◆ REQUEST ◆
Restate word for word everything in the data from the line containing "Draw the outline of every instance of the pale" down to the line containing "232 84 L 237", with both of those lines included.

◆ EXERCISE INPUTS ◆
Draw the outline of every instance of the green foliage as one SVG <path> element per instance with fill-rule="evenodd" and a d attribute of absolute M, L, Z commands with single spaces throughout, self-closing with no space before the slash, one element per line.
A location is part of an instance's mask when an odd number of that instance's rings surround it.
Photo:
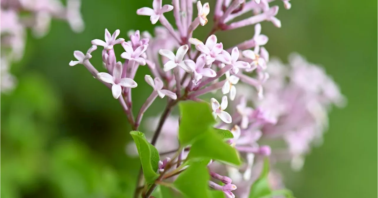
<path fill-rule="evenodd" d="M 186 197 L 210 198 L 208 181 L 210 175 L 206 164 L 203 162 L 193 162 L 180 175 L 174 182 L 175 187 Z"/>
<path fill-rule="evenodd" d="M 209 104 L 185 101 L 180 103 L 179 139 L 181 147 L 192 143 L 215 123 Z"/>
<path fill-rule="evenodd" d="M 268 198 L 277 195 L 285 195 L 287 198 L 293 197 L 290 190 L 282 189 L 273 191 L 269 186 L 268 175 L 269 173 L 269 160 L 264 160 L 264 164 L 260 177 L 252 185 L 249 193 L 249 198 Z"/>
<path fill-rule="evenodd" d="M 158 162 L 160 159 L 159 152 L 155 147 L 147 141 L 143 133 L 133 131 L 130 132 L 130 134 L 134 139 L 138 150 L 146 182 L 148 184 L 153 183 L 159 176 L 156 173 L 158 170 Z"/>

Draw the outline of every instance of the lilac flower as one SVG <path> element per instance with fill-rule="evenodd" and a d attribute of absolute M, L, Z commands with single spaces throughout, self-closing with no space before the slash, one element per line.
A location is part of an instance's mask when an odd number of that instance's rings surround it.
<path fill-rule="evenodd" d="M 131 44 L 128 42 L 123 42 L 121 45 L 126 51 L 121 54 L 121 57 L 122 58 L 135 61 L 140 65 L 146 65 L 146 60 L 140 56 L 147 50 L 147 45 L 141 45 L 135 50 L 133 49 Z"/>
<path fill-rule="evenodd" d="M 85 55 L 80 51 L 76 50 L 73 52 L 73 56 L 77 61 L 71 61 L 70 62 L 70 66 L 74 66 L 77 64 L 84 64 L 84 62 L 92 58 L 91 53 L 97 49 L 97 46 L 92 45 L 92 47 L 87 51 Z"/>
<path fill-rule="evenodd" d="M 159 96 L 162 98 L 164 96 L 167 95 L 168 97 L 173 100 L 176 100 L 177 98 L 177 97 L 176 94 L 167 89 L 162 89 L 163 88 L 163 82 L 161 80 L 158 78 L 155 78 L 153 80 L 149 75 L 144 76 L 144 80 L 146 81 L 152 87 L 154 91 L 156 92 Z"/>
<path fill-rule="evenodd" d="M 198 11 L 198 18 L 200 20 L 200 24 L 203 26 L 208 23 L 206 17 L 210 12 L 210 7 L 208 3 L 205 3 L 202 6 L 201 1 L 197 2 L 197 9 Z M 198 23 L 197 23 L 198 24 Z"/>
<path fill-rule="evenodd" d="M 228 106 L 228 102 L 227 101 L 227 97 L 224 96 L 222 97 L 222 102 L 220 104 L 219 103 L 215 98 L 212 98 L 210 100 L 211 103 L 211 108 L 213 110 L 213 116 L 214 119 L 217 117 L 222 121 L 229 124 L 232 122 L 232 118 L 229 114 L 224 111 Z"/>
<path fill-rule="evenodd" d="M 197 84 L 203 76 L 213 77 L 217 75 L 215 71 L 210 68 L 204 68 L 205 65 L 206 55 L 200 55 L 195 62 L 191 59 L 185 60 L 184 62 L 191 71 L 193 71 L 194 78 L 193 83 Z"/>
<path fill-rule="evenodd" d="M 136 14 L 139 15 L 150 16 L 150 20 L 152 24 L 155 24 L 159 20 L 159 18 L 163 13 L 173 9 L 173 6 L 171 5 L 166 5 L 162 6 L 162 0 L 153 0 L 152 7 L 153 9 L 147 7 L 139 8 L 136 11 Z"/>
<path fill-rule="evenodd" d="M 203 43 L 196 39 L 189 41 L 191 44 L 195 45 L 195 48 L 206 55 L 206 64 L 210 65 L 215 60 L 225 64 L 231 64 L 231 57 L 228 53 L 223 50 L 222 43 L 217 43 L 217 36 L 212 34 L 208 38 L 206 43 Z"/>
<path fill-rule="evenodd" d="M 230 93 L 230 100 L 234 100 L 236 95 L 236 88 L 235 85 L 239 81 L 239 78 L 234 75 L 230 75 L 229 72 L 225 74 L 226 75 L 226 82 L 222 87 L 222 93 L 223 94 Z"/>
<path fill-rule="evenodd" d="M 128 78 L 121 78 L 122 74 L 122 63 L 118 62 L 113 69 L 113 75 L 105 73 L 100 72 L 97 74 L 97 78 L 101 81 L 110 83 L 112 86 L 112 93 L 113 97 L 118 99 L 122 92 L 121 87 L 127 88 L 135 88 L 138 84 L 134 80 Z"/>
<path fill-rule="evenodd" d="M 239 69 L 250 69 L 249 64 L 244 61 L 238 61 L 239 59 L 239 50 L 237 47 L 235 47 L 231 52 L 231 64 L 232 65 L 232 71 L 234 73 L 237 74 L 239 72 Z"/>
<path fill-rule="evenodd" d="M 183 61 L 184 56 L 189 49 L 187 45 L 184 45 L 178 48 L 176 55 L 171 51 L 168 50 L 161 49 L 159 50 L 160 55 L 167 57 L 169 61 L 164 64 L 164 71 L 167 72 L 178 65 L 187 72 L 192 72 L 193 71 L 189 68 Z"/>
<path fill-rule="evenodd" d="M 110 50 L 113 48 L 113 45 L 122 43 L 125 41 L 122 38 L 116 39 L 119 35 L 119 30 L 117 30 L 112 35 L 109 32 L 107 29 L 105 29 L 105 41 L 102 40 L 95 39 L 92 41 L 92 44 L 95 45 L 103 46 L 105 50 Z"/>

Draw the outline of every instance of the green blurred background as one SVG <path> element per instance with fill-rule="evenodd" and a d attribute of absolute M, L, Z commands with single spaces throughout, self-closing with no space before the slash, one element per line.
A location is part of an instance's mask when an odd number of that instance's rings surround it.
<path fill-rule="evenodd" d="M 132 29 L 152 32 L 148 17 L 135 14 L 152 1 L 83 2 L 84 33 L 54 21 L 46 37 L 29 36 L 24 58 L 12 66 L 18 86 L 0 96 L 1 198 L 131 196 L 139 165 L 125 154 L 130 140 L 126 118 L 104 86 L 82 65 L 68 63 L 74 50 L 103 39 L 105 28 L 119 29 L 125 38 Z M 324 145 L 313 149 L 303 169 L 286 174 L 297 197 L 376 196 L 378 2 L 365 2 L 292 0 L 286 10 L 280 1 L 274 4 L 280 6 L 282 28 L 262 24 L 271 56 L 286 61 L 297 51 L 324 65 L 348 99 L 346 108 L 333 109 Z M 171 20 L 172 14 L 165 15 Z M 200 27 L 194 36 L 203 38 L 211 27 Z M 228 47 L 250 38 L 253 30 L 217 35 Z M 91 61 L 100 69 L 101 51 Z M 137 82 L 147 72 L 140 67 Z M 133 89 L 135 111 L 150 93 L 146 85 Z M 146 117 L 162 111 L 161 104 L 153 104 Z"/>

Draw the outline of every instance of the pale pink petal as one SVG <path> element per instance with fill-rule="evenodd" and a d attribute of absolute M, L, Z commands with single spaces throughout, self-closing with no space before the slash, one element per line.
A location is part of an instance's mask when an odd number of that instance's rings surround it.
<path fill-rule="evenodd" d="M 232 84 L 237 84 L 237 83 L 239 81 L 239 80 L 240 78 L 238 78 L 237 76 L 234 75 L 230 76 L 228 78 L 228 80 L 230 81 L 230 82 Z"/>
<path fill-rule="evenodd" d="M 124 52 L 121 54 L 121 57 L 122 58 L 127 59 L 128 60 L 130 60 L 131 59 L 131 56 L 130 56 L 130 54 L 129 54 L 127 52 Z"/>
<path fill-rule="evenodd" d="M 213 111 L 215 111 L 220 107 L 219 103 L 214 98 L 212 98 L 210 99 L 210 103 L 211 104 L 211 108 Z"/>
<path fill-rule="evenodd" d="M 177 64 L 175 62 L 175 61 L 169 61 L 167 62 L 164 65 L 164 68 L 163 70 L 164 72 L 168 72 L 168 71 L 176 67 L 177 66 Z"/>
<path fill-rule="evenodd" d="M 197 59 L 197 61 L 198 61 L 198 59 Z M 193 72 L 195 70 L 196 64 L 194 62 L 194 61 L 189 59 L 188 60 L 184 60 L 184 63 L 186 65 L 188 69 L 189 69 L 189 70 L 191 71 L 192 72 Z M 184 69 L 184 70 L 185 70 L 185 69 Z"/>
<path fill-rule="evenodd" d="M 171 5 L 164 5 L 160 9 L 159 12 L 163 14 L 164 12 L 169 12 L 173 9 L 173 6 Z"/>
<path fill-rule="evenodd" d="M 206 43 L 205 45 L 210 50 L 212 49 L 214 45 L 217 44 L 217 36 L 214 34 L 212 34 L 206 40 Z"/>
<path fill-rule="evenodd" d="M 161 8 L 162 0 L 153 0 L 152 1 L 152 8 L 155 10 L 158 10 Z"/>
<path fill-rule="evenodd" d="M 97 78 L 108 83 L 114 83 L 113 76 L 106 72 L 100 72 L 97 74 Z"/>
<path fill-rule="evenodd" d="M 173 52 L 172 52 L 170 50 L 161 49 L 159 50 L 159 53 L 161 56 L 164 56 L 167 58 L 171 61 L 175 61 L 175 59 L 176 58 L 175 54 L 173 53 Z"/>
<path fill-rule="evenodd" d="M 122 87 L 119 84 L 114 84 L 112 86 L 112 94 L 115 99 L 118 99 L 122 92 Z"/>
<path fill-rule="evenodd" d="M 254 52 L 251 50 L 247 50 L 243 51 L 243 55 L 245 58 L 254 60 L 256 59 L 256 55 Z"/>
<path fill-rule="evenodd" d="M 239 49 L 237 47 L 235 47 L 232 48 L 231 51 L 231 58 L 232 61 L 236 61 L 239 58 Z"/>
<path fill-rule="evenodd" d="M 236 88 L 233 85 L 231 86 L 231 89 L 230 89 L 230 100 L 231 101 L 234 100 L 236 96 Z"/>
<path fill-rule="evenodd" d="M 155 89 L 155 83 L 152 79 L 152 78 L 149 75 L 144 75 L 144 80 L 146 81 L 147 84 L 149 84 L 150 86 L 152 87 L 154 89 Z"/>
<path fill-rule="evenodd" d="M 116 65 L 113 68 L 113 78 L 115 79 L 121 79 L 121 76 L 122 75 L 122 63 L 118 61 L 116 64 Z M 116 81 L 117 80 L 115 80 Z"/>
<path fill-rule="evenodd" d="M 107 46 L 108 44 L 105 42 L 105 41 L 102 40 L 100 39 L 94 39 L 92 40 L 91 42 L 92 45 L 98 45 L 100 46 L 102 46 L 104 47 Z"/>
<path fill-rule="evenodd" d="M 138 15 L 152 16 L 155 14 L 155 11 L 150 8 L 144 7 L 138 9 L 136 11 L 136 14 Z"/>
<path fill-rule="evenodd" d="M 143 45 L 138 47 L 136 49 L 135 49 L 135 51 L 134 51 L 134 57 L 138 57 L 140 56 L 140 55 L 144 53 L 146 50 L 147 49 L 147 45 Z"/>
<path fill-rule="evenodd" d="M 153 14 L 150 17 L 150 20 L 152 25 L 156 24 L 159 20 L 159 19 L 160 17 L 160 16 L 159 14 Z"/>
<path fill-rule="evenodd" d="M 230 86 L 229 81 L 228 80 L 226 81 L 226 82 L 223 85 L 223 86 L 222 87 L 222 93 L 223 94 L 228 93 L 230 92 L 230 89 L 231 86 Z"/>
<path fill-rule="evenodd" d="M 134 80 L 129 78 L 121 78 L 118 84 L 121 86 L 128 88 L 135 88 L 138 86 L 138 84 Z"/>
<path fill-rule="evenodd" d="M 163 86 L 164 86 L 164 84 L 159 78 L 155 78 L 153 81 L 155 83 L 155 87 L 156 88 L 156 89 L 161 89 L 161 88 L 163 88 Z"/>
<path fill-rule="evenodd" d="M 84 55 L 84 53 L 80 51 L 79 50 L 76 50 L 73 52 L 73 56 L 74 56 L 75 58 L 78 61 L 82 61 L 84 59 L 84 57 L 85 55 Z"/>
<path fill-rule="evenodd" d="M 196 45 L 195 45 L 195 48 L 197 50 L 206 55 L 209 55 L 210 53 L 210 50 L 203 44 Z"/>
<path fill-rule="evenodd" d="M 70 63 L 68 64 L 70 66 L 75 66 L 77 64 L 81 63 L 81 61 L 71 61 L 70 62 Z"/>
<path fill-rule="evenodd" d="M 177 49 L 177 51 L 176 53 L 176 62 L 179 62 L 183 61 L 184 59 L 184 56 L 189 49 L 189 47 L 187 45 L 184 45 Z"/>
<path fill-rule="evenodd" d="M 223 44 L 221 42 L 215 44 L 211 49 L 211 51 L 215 54 L 218 54 L 222 52 L 223 50 Z"/>
<path fill-rule="evenodd" d="M 224 111 L 221 111 L 217 115 L 222 121 L 227 124 L 229 124 L 232 122 L 232 118 L 230 114 Z"/>
<path fill-rule="evenodd" d="M 220 103 L 220 109 L 222 110 L 225 109 L 228 106 L 228 101 L 227 100 L 227 97 L 225 95 L 222 97 L 222 102 Z"/>
<path fill-rule="evenodd" d="M 177 96 L 176 95 L 176 94 L 175 94 L 169 90 L 167 90 L 166 89 L 162 89 L 160 90 L 160 91 L 161 93 L 163 93 L 167 96 L 168 96 L 173 100 L 176 100 L 177 99 Z"/>
<path fill-rule="evenodd" d="M 210 68 L 201 69 L 200 73 L 206 77 L 213 77 L 217 75 L 217 73 Z"/>
<path fill-rule="evenodd" d="M 130 56 L 134 53 L 134 50 L 133 50 L 133 47 L 131 44 L 127 42 L 123 42 L 121 44 L 122 47 L 125 50 L 125 51 L 128 53 Z"/>

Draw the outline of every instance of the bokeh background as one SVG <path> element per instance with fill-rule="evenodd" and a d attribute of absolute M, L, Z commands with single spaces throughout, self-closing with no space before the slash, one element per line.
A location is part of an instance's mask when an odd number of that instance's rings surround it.
<path fill-rule="evenodd" d="M 303 170 L 285 172 L 297 198 L 376 196 L 378 1 L 365 2 L 292 0 L 286 10 L 279 1 L 282 28 L 262 24 L 271 56 L 286 61 L 297 51 L 324 65 L 348 100 L 345 108 L 334 109 L 323 145 Z M 132 29 L 152 32 L 148 17 L 135 14 L 151 2 L 83 0 L 83 33 L 56 21 L 46 37 L 29 36 L 25 58 L 12 68 L 18 86 L 0 96 L 0 198 L 131 196 L 139 165 L 125 154 L 126 118 L 105 86 L 82 65 L 68 63 L 74 50 L 85 51 L 91 40 L 103 39 L 105 28 L 119 29 L 125 38 Z M 166 16 L 172 20 L 171 15 Z M 211 27 L 200 27 L 195 36 L 203 38 Z M 253 30 L 218 35 L 229 47 L 251 37 Z M 99 69 L 100 53 L 91 61 Z M 148 72 L 140 68 L 137 82 Z M 135 111 L 150 94 L 146 85 L 133 89 Z M 153 104 L 146 117 L 159 113 L 161 104 Z"/>

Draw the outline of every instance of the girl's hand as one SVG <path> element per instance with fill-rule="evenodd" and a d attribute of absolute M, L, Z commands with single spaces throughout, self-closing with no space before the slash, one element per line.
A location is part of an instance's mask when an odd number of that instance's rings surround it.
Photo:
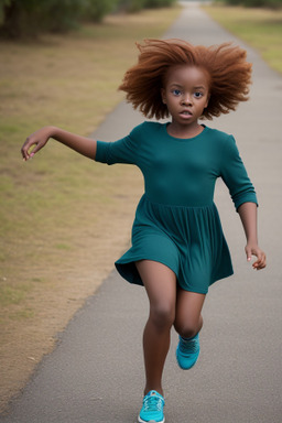
<path fill-rule="evenodd" d="M 28 137 L 21 149 L 23 160 L 26 162 L 26 160 L 32 159 L 33 155 L 47 143 L 52 133 L 53 127 L 44 127 Z M 35 148 L 31 150 L 34 145 Z"/>
<path fill-rule="evenodd" d="M 251 256 L 256 256 L 258 260 L 252 263 L 252 268 L 256 270 L 264 269 L 267 265 L 267 256 L 259 248 L 258 245 L 247 245 L 246 248 L 247 260 L 251 261 Z"/>

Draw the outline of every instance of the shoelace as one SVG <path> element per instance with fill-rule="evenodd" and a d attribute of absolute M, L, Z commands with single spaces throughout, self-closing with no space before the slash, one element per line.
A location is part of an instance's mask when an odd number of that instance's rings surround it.
<path fill-rule="evenodd" d="M 163 400 L 158 395 L 150 395 L 144 398 L 145 411 L 162 411 Z"/>
<path fill-rule="evenodd" d="M 197 350 L 197 340 L 196 339 L 184 339 L 181 338 L 180 350 L 182 354 L 193 354 Z"/>

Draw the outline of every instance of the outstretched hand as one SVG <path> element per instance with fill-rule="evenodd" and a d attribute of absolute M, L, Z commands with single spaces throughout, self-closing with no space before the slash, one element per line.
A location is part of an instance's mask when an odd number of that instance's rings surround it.
<path fill-rule="evenodd" d="M 23 160 L 26 161 L 29 159 L 32 159 L 33 155 L 47 143 L 51 137 L 51 127 L 44 127 L 42 129 L 39 129 L 36 132 L 28 137 L 21 149 Z"/>
<path fill-rule="evenodd" d="M 247 245 L 246 248 L 246 254 L 247 260 L 251 261 L 251 257 L 256 256 L 257 260 L 252 263 L 252 268 L 256 270 L 264 269 L 267 265 L 267 256 L 265 253 L 259 248 L 259 246 L 249 246 Z"/>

◆ TASK RESULT ◆
Draw the outline of every instance of the pale pink petal as one SVG <path> element per instance with fill-rule="evenodd" and a d attribute of absolute M, L, Z commands with single spaces throughout, self-closing with no space before the slash, one element per line.
A location is part of an instance's mask when an odd number of that instance's rings surround it.
<path fill-rule="evenodd" d="M 232 84 L 237 84 L 237 83 L 239 81 L 239 80 L 240 78 L 238 78 L 237 76 L 234 75 L 230 76 L 228 78 L 228 80 L 230 81 L 230 82 Z"/>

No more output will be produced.